* MATERIALS PROVIDED *
━━━━━━
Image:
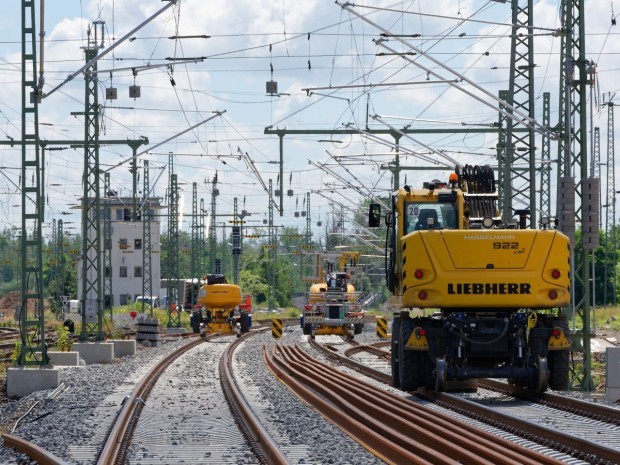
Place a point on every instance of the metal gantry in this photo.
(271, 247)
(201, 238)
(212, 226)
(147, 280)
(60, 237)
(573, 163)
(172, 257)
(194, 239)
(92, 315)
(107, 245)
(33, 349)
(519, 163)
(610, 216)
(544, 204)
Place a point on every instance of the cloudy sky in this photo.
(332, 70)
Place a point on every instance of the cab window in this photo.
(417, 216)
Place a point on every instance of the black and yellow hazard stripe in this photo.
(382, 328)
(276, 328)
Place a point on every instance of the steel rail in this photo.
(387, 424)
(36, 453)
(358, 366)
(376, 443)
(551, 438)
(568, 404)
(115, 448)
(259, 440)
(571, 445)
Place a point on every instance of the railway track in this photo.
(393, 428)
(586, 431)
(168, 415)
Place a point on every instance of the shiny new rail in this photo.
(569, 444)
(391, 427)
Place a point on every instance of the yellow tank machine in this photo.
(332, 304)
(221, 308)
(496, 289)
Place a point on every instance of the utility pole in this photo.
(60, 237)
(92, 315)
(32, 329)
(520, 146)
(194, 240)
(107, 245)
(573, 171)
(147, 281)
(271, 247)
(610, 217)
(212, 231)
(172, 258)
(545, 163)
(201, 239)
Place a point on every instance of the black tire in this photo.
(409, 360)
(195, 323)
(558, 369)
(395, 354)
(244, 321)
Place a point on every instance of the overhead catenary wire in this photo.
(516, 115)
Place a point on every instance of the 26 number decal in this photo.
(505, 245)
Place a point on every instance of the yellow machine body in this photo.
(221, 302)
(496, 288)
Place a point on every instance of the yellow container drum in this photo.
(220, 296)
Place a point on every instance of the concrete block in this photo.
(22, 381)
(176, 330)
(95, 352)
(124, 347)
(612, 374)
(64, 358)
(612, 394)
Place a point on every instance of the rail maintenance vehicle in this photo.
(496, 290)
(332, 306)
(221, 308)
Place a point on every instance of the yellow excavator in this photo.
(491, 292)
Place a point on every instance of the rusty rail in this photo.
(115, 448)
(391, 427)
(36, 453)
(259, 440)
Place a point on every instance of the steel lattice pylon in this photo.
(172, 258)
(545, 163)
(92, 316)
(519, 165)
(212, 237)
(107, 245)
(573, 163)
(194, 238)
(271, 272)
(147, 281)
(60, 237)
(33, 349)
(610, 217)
━━━━━━
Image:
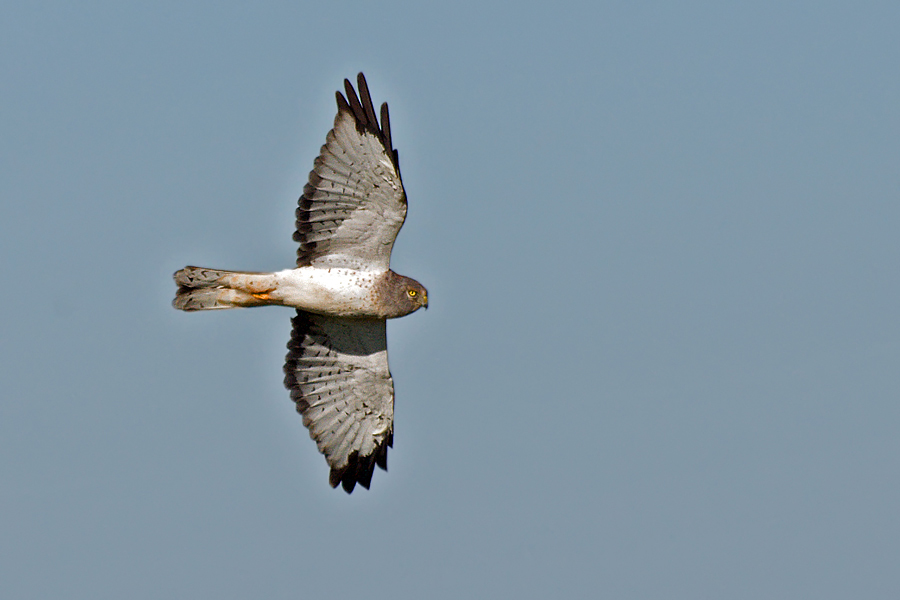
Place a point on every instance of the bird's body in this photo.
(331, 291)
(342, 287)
━━━━━━
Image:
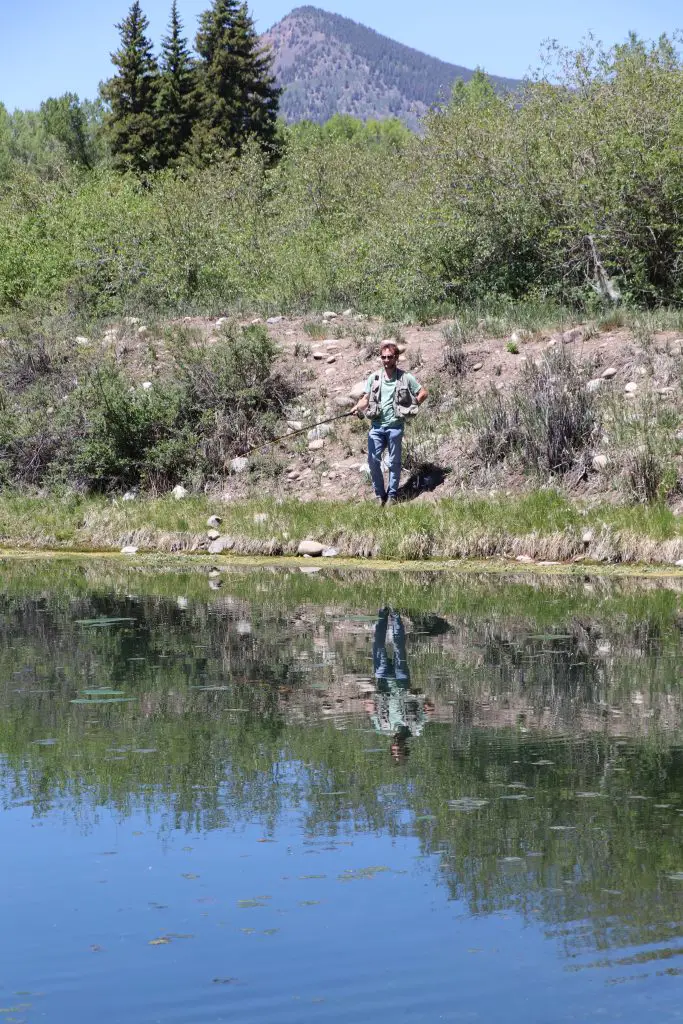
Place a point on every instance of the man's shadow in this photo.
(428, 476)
━━━━━━
* PROMPT *
Which lines of the entries above contain the word "machine"? Locate each one and copy it in full.

* THE OUTPUT *
Place a point on every instance of the yellow tank machine in this photo.
Place a point on every instance of the yellow machine body in this photo.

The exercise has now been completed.